# Text segment:
Rolling with the changes. Laurie Hernandez shared her wellness and fitness tips amid the coronavirus pandemic — and revealed that everyone’s healthy place is different.
“There’s a pandemic happening and it can be really anxiety inducing and stressful,” Hernandez, 19, told Us Weekly exclusively on Wednesday, May 27, while promoting Stronger Than You Think’s mental health livestream. “So listening to your body [is key].”
The Olympic gymnast noted that it’s a “crazy time,” which is why no one should compare how they are coping to other’s tactics.
“Sometimes self-care is pushing yourself to move. Sometimes self-care is taking a break,” Hernandez explained. “So it’s deciding what works for you and doing the best that you can. That’s really all we can do right now.”
The New Jersey native revealed that although she’s been working out while at home, her motivation level changes daily.

# Information provided:
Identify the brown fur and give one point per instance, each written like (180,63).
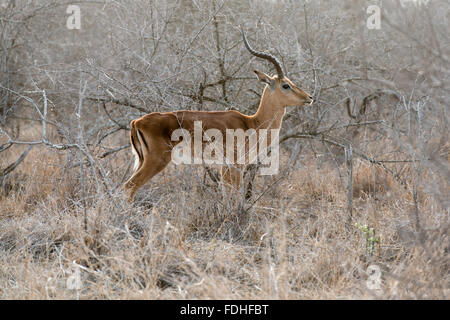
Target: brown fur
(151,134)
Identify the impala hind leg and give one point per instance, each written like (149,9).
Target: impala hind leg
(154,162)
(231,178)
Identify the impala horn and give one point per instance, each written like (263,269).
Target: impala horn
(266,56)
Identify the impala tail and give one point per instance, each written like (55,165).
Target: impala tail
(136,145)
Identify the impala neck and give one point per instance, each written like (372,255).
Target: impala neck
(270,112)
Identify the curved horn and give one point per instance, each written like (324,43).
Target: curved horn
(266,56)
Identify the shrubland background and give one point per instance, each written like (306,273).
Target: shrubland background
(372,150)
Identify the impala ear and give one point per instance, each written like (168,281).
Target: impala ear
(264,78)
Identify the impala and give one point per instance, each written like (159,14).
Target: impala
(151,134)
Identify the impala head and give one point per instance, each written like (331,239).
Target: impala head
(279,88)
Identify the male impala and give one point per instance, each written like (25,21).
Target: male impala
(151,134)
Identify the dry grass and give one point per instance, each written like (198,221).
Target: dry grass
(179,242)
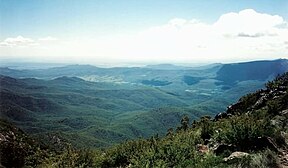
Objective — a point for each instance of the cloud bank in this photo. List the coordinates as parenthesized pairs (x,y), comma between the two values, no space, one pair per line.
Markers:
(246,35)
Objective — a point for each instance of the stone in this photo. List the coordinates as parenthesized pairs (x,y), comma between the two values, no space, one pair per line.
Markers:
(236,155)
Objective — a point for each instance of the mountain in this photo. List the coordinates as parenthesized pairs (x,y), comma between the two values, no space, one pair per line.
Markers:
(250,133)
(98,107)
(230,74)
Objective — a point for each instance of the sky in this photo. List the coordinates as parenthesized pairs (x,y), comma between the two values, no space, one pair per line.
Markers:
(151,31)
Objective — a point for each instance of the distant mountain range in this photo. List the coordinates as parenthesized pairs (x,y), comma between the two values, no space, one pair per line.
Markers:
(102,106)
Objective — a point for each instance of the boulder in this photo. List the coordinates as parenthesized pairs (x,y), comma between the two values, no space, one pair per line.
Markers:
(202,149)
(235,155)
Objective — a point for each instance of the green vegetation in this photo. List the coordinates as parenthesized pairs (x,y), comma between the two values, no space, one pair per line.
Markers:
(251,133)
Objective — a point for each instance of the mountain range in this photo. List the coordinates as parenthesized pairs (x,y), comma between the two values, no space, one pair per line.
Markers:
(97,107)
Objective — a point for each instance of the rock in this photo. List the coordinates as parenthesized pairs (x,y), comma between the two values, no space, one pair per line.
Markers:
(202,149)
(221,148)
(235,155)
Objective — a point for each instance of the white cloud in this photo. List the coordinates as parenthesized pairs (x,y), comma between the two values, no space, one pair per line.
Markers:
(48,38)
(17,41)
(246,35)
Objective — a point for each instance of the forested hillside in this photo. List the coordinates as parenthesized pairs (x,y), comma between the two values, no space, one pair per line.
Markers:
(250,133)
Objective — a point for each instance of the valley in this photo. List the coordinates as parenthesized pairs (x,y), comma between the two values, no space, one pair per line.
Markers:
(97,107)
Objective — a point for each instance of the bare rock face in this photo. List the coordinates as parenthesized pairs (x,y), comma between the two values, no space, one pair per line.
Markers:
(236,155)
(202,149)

# Assignment A:
In the Laurie Hernandez article, what was Hernandez promoting when she spoke to Us Weekly?
# Assignment B:
Transcribe the Laurie Hernandez article between "Rolling with the" and "to other’s tactics.", inclusive.
# Assignment C:
Pick up the Laurie Hernandez article after its last sentence and continue it.
The listing is separate material and has no connection to the Laurie Hernandez article.

# Result A:
Stronger Than You Think's mental health livestream.

# Result B:
Rolling with the changes. Laurie Hernandez shared her wellness and fitness tips amid the coronavirus pandemic — and revealed that everyone’s healthy place is different.
“There’s a pandemic happening and it can be really anxiety inducing and stressful,” Hernandez, 19, told Us Weekly exclusively on Wednesday, May 27, while promoting Stronger Than You Think’s mental health livestream. “So listening to your body [is key].”
The Olympic gymnast noted that it’s a “crazy time,” which is why no one should compare how they are coping to other’s tactics.

# Result C:
“I mean, I’m not gonna lie, I kind of look like a bread roll right now,” she said, laughing, before noting “it’s just [about] making sure that you’re listening to your body.”
The Dancing With the Stars champion explained that amid the pandemic, some days she’s “really sluggish” so she tries to “get up, stretch, maybe do a little bit of yoga.” A few days later she might feel better and ready to go, which is when she ups her exercise routine.
“Other days I’ll wake up and I’m like, alright, you know, I feel pretty good. I want to go for a run today. I want to do some HIIT workouts,” Hernandez said. “So staying in tune with my body and doing my best to at least kind of get anywhere near my gymnastics workouts.”
She added: “I think there’s also a lot of pressure with social media being so prominent, this contest of, like, who’s the most productive, and I’m like ‘O-M-G, I haven’t moved in like a week!’”
The I Got This: To Gold and Beyond author does, however, have a goal to focus on — getting another gold medal at the Olympics. Even with the 2020 Tokyo Games being postponed, the gymnast has to stay as consistent as possible with her training.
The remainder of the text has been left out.